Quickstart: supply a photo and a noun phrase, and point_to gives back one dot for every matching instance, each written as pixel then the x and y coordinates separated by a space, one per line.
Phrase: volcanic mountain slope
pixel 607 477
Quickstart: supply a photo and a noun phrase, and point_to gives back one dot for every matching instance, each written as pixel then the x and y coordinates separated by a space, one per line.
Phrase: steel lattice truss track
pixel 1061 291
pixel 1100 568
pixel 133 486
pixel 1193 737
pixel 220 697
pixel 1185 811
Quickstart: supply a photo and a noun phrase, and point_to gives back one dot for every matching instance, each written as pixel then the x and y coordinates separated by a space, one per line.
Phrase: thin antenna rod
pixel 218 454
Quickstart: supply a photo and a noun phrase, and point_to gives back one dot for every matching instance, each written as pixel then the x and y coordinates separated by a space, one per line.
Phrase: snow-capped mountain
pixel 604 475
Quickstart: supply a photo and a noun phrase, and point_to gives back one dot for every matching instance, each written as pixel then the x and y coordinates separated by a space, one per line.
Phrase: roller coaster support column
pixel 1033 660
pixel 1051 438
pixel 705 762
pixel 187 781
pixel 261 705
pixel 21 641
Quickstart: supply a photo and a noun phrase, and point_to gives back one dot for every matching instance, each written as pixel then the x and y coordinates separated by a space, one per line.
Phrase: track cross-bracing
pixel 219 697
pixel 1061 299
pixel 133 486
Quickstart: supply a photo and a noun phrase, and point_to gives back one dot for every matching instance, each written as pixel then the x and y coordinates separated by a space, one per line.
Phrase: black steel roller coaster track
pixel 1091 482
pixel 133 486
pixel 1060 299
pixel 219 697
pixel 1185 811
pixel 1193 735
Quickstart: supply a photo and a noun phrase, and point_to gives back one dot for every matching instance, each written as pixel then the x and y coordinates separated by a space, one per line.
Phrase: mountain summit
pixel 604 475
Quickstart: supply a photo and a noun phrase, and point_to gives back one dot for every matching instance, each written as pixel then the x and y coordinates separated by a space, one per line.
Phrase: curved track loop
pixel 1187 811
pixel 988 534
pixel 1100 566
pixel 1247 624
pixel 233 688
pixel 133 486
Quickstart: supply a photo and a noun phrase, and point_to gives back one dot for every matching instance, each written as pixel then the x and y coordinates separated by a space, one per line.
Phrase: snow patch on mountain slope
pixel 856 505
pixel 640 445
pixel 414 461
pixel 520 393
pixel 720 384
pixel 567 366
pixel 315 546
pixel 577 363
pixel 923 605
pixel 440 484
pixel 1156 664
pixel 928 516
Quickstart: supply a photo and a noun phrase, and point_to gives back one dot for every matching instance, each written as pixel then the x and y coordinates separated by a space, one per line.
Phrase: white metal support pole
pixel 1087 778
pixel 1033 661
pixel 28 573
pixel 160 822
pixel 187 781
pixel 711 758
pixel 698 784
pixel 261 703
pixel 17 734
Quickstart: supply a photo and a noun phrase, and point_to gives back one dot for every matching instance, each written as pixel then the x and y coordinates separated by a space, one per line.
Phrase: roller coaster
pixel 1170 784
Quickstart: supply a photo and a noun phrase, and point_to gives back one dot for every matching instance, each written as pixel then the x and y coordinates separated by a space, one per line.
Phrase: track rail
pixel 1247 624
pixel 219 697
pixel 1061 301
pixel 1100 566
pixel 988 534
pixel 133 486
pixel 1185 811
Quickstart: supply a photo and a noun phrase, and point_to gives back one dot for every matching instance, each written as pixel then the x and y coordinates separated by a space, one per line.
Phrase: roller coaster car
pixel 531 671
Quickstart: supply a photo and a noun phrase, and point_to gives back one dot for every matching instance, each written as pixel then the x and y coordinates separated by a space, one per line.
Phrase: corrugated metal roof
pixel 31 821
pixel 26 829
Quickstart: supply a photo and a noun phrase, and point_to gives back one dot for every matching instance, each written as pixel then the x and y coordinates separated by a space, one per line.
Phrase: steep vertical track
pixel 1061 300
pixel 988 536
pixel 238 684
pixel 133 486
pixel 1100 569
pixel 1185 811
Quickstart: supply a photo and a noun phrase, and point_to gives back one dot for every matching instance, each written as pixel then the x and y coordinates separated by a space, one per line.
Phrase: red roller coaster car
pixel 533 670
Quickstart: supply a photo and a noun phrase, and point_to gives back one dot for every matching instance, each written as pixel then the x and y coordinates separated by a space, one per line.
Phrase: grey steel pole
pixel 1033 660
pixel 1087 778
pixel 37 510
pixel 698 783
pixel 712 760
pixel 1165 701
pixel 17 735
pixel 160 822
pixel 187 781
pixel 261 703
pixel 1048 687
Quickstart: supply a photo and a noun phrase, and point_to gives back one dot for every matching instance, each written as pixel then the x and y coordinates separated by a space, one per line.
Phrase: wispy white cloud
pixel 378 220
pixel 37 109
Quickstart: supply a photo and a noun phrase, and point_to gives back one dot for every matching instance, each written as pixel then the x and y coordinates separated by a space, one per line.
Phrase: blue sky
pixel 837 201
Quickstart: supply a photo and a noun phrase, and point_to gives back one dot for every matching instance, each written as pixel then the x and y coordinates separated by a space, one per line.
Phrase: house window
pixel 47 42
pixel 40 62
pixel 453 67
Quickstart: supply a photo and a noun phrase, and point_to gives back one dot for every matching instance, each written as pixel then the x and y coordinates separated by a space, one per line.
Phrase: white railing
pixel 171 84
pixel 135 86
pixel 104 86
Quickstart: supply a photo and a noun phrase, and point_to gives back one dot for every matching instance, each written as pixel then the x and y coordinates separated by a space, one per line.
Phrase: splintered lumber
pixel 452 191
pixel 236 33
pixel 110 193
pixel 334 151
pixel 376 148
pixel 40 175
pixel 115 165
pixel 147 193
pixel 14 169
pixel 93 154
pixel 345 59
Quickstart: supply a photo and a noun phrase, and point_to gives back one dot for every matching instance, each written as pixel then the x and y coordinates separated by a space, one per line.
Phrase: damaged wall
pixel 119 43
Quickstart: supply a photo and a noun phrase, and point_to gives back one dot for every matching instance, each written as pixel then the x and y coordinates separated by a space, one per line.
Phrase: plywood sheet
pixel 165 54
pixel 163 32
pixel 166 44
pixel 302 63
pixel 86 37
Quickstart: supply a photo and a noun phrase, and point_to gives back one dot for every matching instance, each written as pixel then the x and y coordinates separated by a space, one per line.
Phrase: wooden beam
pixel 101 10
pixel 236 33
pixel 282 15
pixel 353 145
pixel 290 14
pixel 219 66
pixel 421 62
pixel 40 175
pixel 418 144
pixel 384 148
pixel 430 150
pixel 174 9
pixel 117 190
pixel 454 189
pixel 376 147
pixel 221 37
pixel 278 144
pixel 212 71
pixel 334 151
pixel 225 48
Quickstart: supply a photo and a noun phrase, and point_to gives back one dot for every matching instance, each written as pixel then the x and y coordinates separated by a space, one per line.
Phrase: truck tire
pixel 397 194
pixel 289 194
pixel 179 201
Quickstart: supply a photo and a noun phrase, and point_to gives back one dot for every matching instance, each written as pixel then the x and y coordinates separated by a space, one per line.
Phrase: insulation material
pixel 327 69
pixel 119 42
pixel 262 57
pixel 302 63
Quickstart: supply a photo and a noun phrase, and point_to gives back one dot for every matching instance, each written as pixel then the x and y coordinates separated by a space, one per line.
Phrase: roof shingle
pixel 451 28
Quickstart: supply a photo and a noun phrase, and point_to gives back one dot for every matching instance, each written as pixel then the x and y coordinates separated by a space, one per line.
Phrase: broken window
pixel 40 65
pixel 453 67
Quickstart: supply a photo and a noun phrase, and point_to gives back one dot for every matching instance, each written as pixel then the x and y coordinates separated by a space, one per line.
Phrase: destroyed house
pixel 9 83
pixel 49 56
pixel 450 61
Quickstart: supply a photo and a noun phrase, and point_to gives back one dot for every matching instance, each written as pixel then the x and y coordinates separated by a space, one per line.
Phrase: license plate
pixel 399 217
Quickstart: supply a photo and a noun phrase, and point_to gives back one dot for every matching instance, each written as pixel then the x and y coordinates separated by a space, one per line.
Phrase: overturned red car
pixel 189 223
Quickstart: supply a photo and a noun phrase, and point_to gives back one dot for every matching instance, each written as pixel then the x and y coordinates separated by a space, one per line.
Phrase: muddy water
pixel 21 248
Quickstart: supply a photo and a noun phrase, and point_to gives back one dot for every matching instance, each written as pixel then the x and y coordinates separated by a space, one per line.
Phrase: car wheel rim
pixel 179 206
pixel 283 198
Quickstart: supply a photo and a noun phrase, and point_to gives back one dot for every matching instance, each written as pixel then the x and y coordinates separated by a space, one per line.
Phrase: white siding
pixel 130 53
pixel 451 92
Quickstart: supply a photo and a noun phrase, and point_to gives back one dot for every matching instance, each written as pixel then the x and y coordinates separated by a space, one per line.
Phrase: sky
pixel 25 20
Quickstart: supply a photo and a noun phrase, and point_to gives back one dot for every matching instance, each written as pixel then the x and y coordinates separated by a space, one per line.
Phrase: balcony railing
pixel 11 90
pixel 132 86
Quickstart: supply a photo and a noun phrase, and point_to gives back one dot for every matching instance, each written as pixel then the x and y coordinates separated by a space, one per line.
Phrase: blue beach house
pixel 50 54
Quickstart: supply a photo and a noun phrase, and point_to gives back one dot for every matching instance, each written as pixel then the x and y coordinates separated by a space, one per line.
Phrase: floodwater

» What you need to do
Starting with the first line of the rows above, reproduce each line unchanged, and stop after the line that contains "pixel 607 477".

» Output below
Quickstart: supply a photo and a noun phrase, and point_to gives back one dot for every matching instance, each written as pixel then the x and y coordinates separated by a space, one per line.
Phrase: volcanic mountain slope
pixel 607 477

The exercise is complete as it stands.